(Tasks and exercises)
(A) Set down word for word the part of the editorial on coronavirus shortages that starts at "Rumors about toilet" and stops after "and instant noodles.".
(B) Supply the next part of the editorial on coronavirus shortages, picking up after its final sentence.

*** Opening Reading text ***

The spread of the new coronavirus has led to a nationwide shortage of not only masks, but also toilet paper and tissues. The public and private sectors must do their part to expedite efforts to bring the situation back to normal.

 

Rumors about toilet paper and the like in that “they are made from the same material as masks” and “there won’t be any imports from China” spread on social media and triggered the disorder.

 

None of these rumors are true. The materials are different from that of masks and most paper products are made in Japan. It is said that there is enough stock. Checking with reliable sources of information and acting calmly are necessary.

 

On social media, one photo after another of empty store shelves are being uploaded. After seeing the photos, even people who don’t believe the rumors rush to buy the items. As a result, in some areas, it has become difficult to obtain other products such as diapers, rice and instant noodles.

 

To break the negative chain of events that is increasing anxiety, the government must give the utmost priority to solving the shortage.

 

In particular, toilet paper is a daily necessity. Currently, long lines form outside shops even before they open and the products sell out as soon as they arrive. Under these circumstances, the public will hardly be free from anxiety even if industry groups say that they have stock.

 

Paper manufacturers are encouraged to release as much inventory as possible and try to increase production. The government is urged to support smooth deliveries.

 

Make more use of 1973 law

 

However, though the production of masks and alcohol-based disinfectants are supposed to be increasing, their shortage has not been resolved. This is a more serious situation. Even masks used by medical practitioners have not been adequately supplied to hospitals. Improving this situation is an urgent task.

*** Closing Reading text ***
*** Opening Dataset excerpts ***

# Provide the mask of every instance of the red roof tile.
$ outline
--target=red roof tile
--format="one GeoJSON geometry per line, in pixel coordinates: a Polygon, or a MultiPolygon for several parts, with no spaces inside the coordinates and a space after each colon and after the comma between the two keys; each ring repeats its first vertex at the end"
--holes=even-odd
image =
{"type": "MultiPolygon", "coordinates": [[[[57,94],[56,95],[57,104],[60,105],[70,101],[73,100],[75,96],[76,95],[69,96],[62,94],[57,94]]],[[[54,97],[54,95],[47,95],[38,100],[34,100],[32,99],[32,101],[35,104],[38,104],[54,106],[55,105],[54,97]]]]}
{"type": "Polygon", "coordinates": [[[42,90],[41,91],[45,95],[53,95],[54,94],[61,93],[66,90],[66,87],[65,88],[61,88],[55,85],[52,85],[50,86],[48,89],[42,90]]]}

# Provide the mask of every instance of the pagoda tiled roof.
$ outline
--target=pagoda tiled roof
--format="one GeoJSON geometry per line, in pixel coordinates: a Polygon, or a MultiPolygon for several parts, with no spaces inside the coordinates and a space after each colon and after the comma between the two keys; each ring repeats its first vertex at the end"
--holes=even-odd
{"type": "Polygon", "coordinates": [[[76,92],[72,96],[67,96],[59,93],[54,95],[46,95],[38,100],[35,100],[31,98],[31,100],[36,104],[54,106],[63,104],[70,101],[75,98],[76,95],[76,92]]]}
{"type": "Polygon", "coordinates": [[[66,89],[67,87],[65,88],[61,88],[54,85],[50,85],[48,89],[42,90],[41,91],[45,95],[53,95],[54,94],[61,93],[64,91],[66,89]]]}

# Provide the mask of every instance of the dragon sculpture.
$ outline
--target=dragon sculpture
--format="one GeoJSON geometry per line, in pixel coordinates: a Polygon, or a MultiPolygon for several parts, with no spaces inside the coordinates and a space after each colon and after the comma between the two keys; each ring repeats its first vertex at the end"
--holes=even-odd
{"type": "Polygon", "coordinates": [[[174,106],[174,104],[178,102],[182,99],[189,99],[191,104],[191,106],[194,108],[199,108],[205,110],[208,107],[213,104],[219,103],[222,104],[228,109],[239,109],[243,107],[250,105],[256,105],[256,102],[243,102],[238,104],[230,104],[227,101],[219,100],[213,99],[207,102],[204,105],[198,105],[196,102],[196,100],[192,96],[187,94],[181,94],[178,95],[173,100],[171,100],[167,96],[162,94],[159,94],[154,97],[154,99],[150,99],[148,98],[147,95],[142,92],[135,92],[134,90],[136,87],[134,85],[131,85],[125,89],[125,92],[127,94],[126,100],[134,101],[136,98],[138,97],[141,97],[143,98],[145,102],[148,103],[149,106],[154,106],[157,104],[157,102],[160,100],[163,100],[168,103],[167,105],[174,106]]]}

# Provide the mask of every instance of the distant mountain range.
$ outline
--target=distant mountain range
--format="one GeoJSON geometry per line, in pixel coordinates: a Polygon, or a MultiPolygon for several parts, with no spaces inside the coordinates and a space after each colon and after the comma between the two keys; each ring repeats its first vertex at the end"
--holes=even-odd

*** Closing Dataset excerpts ***

(Responses for each task)
(A)
Rumors about toilet paper and the like in that “they are made from the same material as masks” and “there won’t be any imports from China” spread on social media and triggered the disorder.

 

None of these rumors are true. The materials are different from that of masks and most paper products are made in Japan. It is said that there is enough stock. Checking with reliable sources of information and acting calmly are necessary.

 

On social media, one photo after another of empty store shelves are being uploaded. After seeing the photos, even people who don’t believe the rumors rush to buy the items. As a result, in some areas, it has become difficult to obtain other products such as diapers, rice and instant noodles.

(B)
 

The government has said it will purchase masks from manufacturers and deliver them to local governments in Hokkaido based on a law to allowing emergency measures for stabilizing the public’s living conditions.

 

This law was enacted in 1973 during the first oil crisis. At that time, toilet paper and other goods were bought up, so the government aimed to stabilize the supply of items that were indispensable to daily life and curb rising prices.

 

There is a limit to how quickly the private sector can solve the shortage of masks and disinfectants without government assistance. Further use of the law is worth considering.

 

Consumers are urged to act with moderation. They should refrain from acts of buying everything up or buying for resale.

 

Hospitals, nursing homes and those related to these facilities should have high priority when these products are delivered. There are also many people suffering from hay fever during this time.

 

The fact cannot be overlooked that scarce products are being sold at very high prices online. Online retailers and auctioneers should immediately remove items considered problematic under socially accepted conventions.